(begin)
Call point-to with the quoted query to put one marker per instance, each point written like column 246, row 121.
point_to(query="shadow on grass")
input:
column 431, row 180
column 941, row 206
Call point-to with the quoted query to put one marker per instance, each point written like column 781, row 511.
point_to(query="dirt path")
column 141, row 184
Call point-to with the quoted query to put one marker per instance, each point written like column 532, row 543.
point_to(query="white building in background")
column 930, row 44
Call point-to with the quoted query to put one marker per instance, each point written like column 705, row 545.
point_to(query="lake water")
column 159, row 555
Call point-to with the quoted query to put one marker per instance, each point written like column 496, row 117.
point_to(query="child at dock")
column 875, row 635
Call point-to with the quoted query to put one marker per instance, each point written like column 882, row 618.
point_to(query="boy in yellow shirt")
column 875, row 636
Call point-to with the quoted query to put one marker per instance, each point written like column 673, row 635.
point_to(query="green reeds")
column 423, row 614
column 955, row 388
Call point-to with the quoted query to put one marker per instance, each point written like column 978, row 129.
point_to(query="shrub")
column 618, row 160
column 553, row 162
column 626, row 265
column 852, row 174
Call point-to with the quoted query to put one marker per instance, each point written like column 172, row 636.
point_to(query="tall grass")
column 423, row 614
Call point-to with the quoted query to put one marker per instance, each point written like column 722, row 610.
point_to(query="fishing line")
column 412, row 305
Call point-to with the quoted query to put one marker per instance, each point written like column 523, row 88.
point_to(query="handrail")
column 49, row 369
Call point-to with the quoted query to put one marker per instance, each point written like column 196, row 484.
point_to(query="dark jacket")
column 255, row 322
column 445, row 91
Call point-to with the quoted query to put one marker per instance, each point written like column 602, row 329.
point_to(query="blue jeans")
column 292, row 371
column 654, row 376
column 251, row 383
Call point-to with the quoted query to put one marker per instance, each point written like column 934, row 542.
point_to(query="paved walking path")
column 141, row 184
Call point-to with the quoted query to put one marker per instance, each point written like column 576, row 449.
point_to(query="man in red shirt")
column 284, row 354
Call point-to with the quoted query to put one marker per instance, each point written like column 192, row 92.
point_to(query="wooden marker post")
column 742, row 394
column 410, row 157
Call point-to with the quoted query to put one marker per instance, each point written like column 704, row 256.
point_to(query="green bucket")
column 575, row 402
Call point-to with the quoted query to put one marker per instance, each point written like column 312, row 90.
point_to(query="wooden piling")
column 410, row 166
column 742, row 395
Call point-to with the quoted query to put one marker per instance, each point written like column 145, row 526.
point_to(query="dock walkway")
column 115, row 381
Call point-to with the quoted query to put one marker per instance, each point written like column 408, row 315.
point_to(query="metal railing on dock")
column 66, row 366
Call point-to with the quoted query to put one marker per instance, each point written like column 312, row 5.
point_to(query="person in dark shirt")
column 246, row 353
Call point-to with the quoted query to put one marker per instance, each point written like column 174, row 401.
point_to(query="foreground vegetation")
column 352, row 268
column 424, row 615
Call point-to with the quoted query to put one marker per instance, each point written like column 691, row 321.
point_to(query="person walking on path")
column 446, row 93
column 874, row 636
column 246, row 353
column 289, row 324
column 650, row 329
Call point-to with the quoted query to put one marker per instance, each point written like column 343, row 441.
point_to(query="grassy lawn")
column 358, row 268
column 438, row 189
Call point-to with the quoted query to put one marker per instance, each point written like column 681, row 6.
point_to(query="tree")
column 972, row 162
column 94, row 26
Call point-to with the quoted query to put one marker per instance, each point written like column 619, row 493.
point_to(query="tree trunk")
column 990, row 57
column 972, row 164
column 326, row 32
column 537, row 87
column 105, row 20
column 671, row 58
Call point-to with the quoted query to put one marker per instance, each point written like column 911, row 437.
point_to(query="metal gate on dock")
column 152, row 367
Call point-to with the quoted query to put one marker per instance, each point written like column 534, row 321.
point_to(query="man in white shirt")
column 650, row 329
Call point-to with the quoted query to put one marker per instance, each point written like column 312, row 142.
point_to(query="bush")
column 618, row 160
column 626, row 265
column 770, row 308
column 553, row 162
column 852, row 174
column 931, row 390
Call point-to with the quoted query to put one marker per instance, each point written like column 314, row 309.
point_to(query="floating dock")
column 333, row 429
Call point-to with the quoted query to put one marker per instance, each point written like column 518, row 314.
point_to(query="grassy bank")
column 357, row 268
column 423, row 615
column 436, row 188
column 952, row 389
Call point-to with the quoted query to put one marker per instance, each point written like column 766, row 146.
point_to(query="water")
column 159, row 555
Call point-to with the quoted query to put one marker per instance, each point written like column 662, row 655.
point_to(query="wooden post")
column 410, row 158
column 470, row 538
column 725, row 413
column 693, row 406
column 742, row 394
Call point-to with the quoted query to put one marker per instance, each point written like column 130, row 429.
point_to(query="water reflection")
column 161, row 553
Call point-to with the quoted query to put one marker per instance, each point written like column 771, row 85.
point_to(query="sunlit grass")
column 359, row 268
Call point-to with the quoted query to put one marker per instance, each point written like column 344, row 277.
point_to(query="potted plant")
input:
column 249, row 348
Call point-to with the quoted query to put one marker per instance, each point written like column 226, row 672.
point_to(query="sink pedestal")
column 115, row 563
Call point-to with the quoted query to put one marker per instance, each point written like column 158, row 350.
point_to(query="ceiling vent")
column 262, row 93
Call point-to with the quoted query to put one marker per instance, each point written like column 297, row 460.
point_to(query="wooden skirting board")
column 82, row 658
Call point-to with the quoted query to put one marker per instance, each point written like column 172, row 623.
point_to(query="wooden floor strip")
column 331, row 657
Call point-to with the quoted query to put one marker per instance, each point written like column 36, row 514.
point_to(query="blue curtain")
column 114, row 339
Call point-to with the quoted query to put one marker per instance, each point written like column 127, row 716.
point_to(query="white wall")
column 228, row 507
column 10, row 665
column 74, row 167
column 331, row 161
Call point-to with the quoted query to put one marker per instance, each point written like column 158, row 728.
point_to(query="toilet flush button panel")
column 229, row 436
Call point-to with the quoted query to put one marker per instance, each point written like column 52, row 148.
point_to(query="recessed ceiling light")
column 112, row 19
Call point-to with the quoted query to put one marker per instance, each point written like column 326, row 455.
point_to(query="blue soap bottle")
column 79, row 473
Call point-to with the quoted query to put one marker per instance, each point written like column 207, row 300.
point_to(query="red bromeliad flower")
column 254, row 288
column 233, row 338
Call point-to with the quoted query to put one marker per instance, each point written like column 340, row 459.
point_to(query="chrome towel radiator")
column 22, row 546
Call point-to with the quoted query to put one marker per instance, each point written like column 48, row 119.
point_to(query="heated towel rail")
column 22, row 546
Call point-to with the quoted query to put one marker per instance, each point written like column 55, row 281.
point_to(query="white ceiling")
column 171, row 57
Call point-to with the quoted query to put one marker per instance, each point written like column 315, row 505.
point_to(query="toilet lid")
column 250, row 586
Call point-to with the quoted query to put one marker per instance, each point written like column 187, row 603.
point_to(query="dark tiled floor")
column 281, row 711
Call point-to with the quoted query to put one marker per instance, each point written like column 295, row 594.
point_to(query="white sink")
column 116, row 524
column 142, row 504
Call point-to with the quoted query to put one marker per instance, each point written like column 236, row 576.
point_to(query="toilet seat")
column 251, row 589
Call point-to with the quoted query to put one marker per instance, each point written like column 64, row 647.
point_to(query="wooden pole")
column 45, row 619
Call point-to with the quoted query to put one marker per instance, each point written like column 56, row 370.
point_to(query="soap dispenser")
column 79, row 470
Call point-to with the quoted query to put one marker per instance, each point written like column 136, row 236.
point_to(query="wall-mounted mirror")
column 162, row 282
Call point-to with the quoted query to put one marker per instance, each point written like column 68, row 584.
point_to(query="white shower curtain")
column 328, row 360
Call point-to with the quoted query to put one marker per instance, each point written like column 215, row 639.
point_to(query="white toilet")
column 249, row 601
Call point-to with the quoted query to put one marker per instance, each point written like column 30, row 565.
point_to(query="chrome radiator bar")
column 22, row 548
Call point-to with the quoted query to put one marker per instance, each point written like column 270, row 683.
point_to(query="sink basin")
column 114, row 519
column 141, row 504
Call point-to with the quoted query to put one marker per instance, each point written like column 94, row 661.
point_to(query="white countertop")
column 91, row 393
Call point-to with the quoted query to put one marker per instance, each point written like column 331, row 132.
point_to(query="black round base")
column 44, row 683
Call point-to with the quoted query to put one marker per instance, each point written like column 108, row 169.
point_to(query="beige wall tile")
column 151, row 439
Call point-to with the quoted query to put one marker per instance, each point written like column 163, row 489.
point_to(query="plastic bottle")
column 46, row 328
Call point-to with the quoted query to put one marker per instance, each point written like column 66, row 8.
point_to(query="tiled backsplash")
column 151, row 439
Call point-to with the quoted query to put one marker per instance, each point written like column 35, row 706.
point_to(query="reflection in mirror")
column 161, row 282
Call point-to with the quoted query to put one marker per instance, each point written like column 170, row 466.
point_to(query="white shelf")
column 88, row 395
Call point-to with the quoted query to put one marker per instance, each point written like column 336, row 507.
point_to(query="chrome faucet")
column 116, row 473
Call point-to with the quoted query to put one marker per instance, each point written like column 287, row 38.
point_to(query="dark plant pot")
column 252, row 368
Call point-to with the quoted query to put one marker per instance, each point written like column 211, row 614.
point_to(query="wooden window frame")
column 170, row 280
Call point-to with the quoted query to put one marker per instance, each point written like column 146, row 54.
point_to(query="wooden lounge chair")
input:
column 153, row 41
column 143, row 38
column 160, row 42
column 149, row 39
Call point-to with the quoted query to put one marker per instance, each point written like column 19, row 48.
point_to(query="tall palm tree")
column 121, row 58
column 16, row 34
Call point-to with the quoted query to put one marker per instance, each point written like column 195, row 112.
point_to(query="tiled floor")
(end)
TASK DIRECTIONS: Transcribe the lines above without any change, starting at the line that contains "344, row 277." and ending at the line that contains "column 115, row 563", with both of those lines included.

WRITTEN RESPONSE:
Call point-to with the quoted query to put one marker per instance, each point written like column 344, row 277.
point_to(query="potted plant")
input:
column 249, row 348
Call point-to with the quoted query to put one marker per instance, each point written like column 226, row 672.
point_to(query="sink pedestal")
column 115, row 563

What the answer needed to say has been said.